» **Available records**
══════════

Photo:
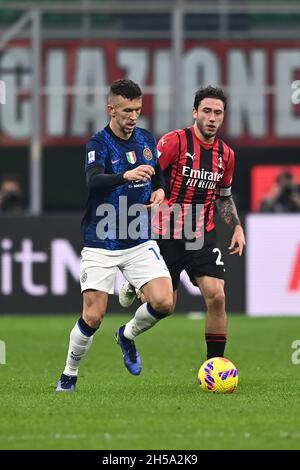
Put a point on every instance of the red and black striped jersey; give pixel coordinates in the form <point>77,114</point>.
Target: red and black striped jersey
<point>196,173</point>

══════════

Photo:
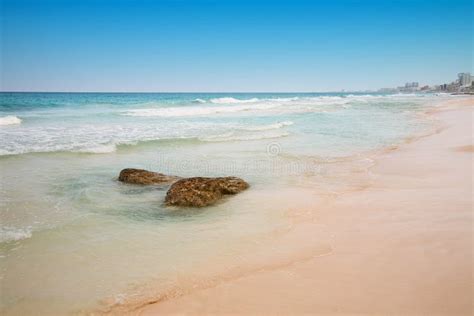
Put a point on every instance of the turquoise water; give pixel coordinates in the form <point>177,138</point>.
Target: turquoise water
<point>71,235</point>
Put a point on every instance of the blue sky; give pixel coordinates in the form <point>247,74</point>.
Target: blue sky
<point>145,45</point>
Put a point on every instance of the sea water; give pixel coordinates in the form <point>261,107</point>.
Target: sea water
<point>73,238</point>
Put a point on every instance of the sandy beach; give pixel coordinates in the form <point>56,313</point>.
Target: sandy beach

══════════

» **Work instructions**
Reproduce every line of the records containing the string "sandy".

» **Your solution**
Put a point on every instance of the sandy beach; give pixel coordinates in the form <point>56,313</point>.
Target: sandy beach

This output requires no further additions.